* begin Supplied passage *

I harvested multiple willows from the contaminated brownfield site in Gateshead and took them to ASCUS labs in Edinburgh. I embedded each branch in wax then shaved thin cross sections with a microtome, catching the slivers in warm water to stop it curling like a pencil shaving. On the glass slide, a drop of touladine blue, a polychromatic stain, helped to differentiate the structures under the darkfield microscope. All of the processes reveal the hidden cellular reality but the results appear even less ‘real’. 

Studio Notes:

I took the hundreds of images with a razor line of focus and combined them digitally, stacking and stitching to make one image. The image was intricately detailed, each cell in perfect definition. It was beautiful but only told part of the story. In one gallery at Summerhall, I chose to print 75 of the images and layer them in space, making the process physical and holding the spaces in between.  In the other gallery I have exhibited the branches, the stains, and the specimen I explored in the microscope and then expanded. 

As we live in a world where imagery is constantly manipulated both by humans and machines, how do we know the real? As the software evolves, and the machines learn, the line becomes harder and harder to see. In early days of AI, hands were the tell – 6 fingers, a dead give away. Now we have crossed over the uncanny valley into the unknown. Could things like fasciation be the tell? The disruption, the imperfection showing life?

* end Supplied passage *

**Problems to work on:**
1/ Reproduce the text of the willow notes word for word, between "I took the hundreds" and "and then expanded.", inclusive.
2/ Answer these questions from the willow notes, each on its own line:
(a) To which labs were the willows taken?
(b) How many of the images were printed for one gallery at Summerhall?
(c) What gave AI imagery away in its early days?

* begin Information given *

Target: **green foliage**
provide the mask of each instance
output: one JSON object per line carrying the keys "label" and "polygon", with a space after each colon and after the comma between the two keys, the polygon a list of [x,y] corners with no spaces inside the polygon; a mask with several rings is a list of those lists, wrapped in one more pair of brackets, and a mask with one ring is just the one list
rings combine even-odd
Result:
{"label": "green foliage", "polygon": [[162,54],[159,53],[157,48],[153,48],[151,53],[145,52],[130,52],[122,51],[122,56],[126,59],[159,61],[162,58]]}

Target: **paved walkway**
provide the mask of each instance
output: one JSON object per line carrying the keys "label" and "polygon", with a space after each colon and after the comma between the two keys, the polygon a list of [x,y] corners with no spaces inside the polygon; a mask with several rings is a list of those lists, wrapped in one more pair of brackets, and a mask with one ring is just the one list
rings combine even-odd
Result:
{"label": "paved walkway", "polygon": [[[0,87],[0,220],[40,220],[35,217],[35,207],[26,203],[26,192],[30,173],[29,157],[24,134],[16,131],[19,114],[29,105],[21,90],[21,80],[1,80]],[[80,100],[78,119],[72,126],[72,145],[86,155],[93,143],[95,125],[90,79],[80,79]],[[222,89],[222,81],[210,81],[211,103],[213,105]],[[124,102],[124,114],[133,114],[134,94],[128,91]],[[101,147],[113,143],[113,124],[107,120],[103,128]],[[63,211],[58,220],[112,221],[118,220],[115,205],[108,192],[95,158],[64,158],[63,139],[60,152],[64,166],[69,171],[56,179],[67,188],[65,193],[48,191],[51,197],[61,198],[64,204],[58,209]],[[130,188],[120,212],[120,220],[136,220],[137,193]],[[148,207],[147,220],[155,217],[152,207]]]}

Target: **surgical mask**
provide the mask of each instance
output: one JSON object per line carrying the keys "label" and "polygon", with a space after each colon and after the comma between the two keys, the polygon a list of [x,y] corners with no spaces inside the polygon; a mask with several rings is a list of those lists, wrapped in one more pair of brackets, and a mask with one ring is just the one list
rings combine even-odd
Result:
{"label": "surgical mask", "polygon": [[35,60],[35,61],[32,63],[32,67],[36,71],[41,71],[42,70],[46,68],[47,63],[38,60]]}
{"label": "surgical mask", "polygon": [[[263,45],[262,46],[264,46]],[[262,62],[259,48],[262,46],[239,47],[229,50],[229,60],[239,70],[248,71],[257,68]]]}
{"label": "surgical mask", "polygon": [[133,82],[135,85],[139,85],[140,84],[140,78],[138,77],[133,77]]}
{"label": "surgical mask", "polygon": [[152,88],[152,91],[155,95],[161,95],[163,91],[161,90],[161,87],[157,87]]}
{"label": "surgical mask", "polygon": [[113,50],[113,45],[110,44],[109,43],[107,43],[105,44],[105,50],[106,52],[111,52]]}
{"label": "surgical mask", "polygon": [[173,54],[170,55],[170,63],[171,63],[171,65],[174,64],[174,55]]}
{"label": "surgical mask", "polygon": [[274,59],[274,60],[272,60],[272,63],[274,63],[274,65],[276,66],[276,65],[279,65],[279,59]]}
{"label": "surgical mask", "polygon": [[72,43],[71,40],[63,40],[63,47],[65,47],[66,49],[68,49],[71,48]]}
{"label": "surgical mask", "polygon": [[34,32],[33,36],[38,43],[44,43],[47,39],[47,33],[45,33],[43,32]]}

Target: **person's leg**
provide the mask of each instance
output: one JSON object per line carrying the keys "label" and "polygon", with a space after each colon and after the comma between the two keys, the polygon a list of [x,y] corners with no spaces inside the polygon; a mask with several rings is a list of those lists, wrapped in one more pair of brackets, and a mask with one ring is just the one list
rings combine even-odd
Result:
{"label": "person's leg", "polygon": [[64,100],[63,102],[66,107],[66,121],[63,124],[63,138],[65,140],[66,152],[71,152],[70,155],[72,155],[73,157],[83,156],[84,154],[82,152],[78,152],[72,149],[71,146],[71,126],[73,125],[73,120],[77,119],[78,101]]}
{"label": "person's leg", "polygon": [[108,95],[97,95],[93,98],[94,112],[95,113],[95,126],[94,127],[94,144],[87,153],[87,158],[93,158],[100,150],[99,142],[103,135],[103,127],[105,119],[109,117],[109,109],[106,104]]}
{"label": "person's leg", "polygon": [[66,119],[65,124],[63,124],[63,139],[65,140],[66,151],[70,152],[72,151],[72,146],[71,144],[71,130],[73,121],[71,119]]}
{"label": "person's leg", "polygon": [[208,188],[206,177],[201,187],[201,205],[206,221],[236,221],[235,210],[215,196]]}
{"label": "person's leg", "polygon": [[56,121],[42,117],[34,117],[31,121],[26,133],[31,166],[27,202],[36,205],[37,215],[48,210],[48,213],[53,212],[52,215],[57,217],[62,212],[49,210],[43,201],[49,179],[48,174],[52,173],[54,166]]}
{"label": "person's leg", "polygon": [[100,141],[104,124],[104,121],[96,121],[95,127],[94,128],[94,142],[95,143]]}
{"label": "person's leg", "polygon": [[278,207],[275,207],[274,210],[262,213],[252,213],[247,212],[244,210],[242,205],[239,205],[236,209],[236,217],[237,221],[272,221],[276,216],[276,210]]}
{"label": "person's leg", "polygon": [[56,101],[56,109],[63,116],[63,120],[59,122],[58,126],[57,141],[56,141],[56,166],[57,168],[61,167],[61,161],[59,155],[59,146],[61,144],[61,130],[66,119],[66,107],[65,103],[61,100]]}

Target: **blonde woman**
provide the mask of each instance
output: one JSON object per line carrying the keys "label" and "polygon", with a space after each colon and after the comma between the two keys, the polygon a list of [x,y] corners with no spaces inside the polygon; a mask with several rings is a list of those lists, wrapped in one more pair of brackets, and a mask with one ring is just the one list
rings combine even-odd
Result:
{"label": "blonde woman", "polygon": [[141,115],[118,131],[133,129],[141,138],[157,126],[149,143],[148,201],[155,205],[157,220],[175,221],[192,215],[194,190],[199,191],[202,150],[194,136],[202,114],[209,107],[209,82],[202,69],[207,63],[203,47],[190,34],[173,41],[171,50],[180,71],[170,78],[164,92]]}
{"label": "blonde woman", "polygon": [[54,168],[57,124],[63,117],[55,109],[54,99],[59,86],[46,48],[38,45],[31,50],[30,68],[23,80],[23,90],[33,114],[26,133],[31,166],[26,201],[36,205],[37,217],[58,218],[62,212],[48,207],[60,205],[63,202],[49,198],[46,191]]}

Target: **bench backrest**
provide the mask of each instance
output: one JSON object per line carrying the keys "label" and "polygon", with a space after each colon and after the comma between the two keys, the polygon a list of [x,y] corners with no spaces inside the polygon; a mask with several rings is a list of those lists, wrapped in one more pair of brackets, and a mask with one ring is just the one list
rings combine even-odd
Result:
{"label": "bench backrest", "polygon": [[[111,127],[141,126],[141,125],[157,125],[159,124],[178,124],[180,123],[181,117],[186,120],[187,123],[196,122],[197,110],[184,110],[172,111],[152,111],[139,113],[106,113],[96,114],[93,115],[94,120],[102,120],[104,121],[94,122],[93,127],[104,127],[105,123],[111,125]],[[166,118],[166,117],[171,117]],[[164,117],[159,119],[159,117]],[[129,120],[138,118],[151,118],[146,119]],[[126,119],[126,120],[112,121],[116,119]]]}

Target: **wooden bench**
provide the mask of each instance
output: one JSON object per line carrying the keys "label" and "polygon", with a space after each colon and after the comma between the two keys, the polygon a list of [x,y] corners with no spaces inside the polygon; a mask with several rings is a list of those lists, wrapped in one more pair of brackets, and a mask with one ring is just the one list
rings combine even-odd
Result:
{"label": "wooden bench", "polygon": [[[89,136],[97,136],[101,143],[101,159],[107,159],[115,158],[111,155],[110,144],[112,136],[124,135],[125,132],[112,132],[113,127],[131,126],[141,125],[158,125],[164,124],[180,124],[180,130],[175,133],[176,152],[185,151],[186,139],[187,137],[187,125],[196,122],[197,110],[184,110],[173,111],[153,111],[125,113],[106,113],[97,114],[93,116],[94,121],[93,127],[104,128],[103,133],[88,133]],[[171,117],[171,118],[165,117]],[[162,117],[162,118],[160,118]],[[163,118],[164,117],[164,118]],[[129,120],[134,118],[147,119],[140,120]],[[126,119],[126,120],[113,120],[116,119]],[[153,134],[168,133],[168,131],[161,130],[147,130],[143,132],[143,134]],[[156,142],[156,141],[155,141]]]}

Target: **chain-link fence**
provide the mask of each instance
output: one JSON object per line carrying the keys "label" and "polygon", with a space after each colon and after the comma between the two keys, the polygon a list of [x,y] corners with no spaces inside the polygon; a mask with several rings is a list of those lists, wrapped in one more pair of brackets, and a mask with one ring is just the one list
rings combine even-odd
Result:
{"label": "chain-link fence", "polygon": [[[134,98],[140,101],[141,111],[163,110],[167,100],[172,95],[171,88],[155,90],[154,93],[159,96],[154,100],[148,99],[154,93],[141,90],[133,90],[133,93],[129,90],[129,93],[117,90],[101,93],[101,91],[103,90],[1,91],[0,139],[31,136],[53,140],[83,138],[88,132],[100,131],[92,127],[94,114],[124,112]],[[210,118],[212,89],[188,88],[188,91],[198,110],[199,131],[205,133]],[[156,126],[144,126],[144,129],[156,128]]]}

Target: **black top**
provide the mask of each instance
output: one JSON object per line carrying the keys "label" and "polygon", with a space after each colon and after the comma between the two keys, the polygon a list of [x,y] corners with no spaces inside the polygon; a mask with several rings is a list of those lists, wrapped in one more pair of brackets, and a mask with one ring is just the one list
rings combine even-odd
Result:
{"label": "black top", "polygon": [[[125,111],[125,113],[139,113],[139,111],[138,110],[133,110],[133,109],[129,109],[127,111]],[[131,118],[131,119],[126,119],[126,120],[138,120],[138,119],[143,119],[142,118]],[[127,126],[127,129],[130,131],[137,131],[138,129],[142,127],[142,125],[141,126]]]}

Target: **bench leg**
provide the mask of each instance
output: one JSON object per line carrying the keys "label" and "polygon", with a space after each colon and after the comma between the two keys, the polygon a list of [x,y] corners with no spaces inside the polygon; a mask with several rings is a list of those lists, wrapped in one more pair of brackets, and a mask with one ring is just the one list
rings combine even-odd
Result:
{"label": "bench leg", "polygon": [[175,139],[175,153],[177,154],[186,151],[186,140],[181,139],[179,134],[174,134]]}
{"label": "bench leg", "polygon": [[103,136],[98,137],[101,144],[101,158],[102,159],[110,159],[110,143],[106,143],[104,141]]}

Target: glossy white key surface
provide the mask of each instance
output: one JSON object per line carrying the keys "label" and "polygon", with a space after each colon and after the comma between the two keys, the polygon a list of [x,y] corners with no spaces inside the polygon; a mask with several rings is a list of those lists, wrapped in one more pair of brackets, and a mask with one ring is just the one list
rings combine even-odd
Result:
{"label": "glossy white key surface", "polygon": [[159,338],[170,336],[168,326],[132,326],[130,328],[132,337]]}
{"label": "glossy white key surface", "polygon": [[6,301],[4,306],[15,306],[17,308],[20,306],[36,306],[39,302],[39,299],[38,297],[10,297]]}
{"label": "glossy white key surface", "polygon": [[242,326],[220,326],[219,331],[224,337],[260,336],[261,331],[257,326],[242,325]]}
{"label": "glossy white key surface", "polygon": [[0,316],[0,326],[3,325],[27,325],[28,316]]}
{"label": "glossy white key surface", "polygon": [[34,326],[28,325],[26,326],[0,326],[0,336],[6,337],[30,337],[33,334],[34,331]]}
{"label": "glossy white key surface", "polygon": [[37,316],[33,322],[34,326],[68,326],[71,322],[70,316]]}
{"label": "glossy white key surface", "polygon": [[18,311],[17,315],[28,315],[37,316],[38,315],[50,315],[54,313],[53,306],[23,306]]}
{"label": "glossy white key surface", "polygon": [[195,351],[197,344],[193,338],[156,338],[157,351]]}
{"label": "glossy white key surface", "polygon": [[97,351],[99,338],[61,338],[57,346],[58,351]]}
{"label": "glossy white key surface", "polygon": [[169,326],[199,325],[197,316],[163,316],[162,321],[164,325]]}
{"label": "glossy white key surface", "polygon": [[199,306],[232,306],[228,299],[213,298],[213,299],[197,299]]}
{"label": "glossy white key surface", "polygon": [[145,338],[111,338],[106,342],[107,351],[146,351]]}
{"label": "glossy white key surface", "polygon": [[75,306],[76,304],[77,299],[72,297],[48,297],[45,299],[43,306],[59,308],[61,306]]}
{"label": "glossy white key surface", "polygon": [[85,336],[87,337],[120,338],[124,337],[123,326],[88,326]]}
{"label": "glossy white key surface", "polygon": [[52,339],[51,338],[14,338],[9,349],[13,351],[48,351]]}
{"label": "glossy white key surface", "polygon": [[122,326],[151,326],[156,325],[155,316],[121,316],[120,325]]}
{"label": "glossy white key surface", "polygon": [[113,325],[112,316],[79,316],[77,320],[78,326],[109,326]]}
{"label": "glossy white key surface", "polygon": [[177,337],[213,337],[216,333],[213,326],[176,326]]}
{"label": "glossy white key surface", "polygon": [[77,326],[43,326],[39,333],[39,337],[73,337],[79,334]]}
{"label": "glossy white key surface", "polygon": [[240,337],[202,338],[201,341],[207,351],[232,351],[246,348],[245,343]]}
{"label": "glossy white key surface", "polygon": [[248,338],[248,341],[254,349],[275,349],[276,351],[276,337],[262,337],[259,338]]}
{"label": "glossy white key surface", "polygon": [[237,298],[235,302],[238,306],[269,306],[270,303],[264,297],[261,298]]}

* end Information given *

**Answers provided:**
1/
I took the hundreds of images with a razor line of focus and combined them digitally, stacking and stitching to make one image. The image was intricately detailed, each cell in perfect definition. It was beautiful but only told part of the story. In one gallery at Summerhall, I chose to print 75 of the images and layer them in space, making the process physical and holding the spaces in between.  In the other gallery I have exhibited the branches, the stains, and the specimen I explored in the microscope and then expanded.

2/
(a) ASCUS labs in Edinburgh
(b) 75
(c) Hands, with six fingers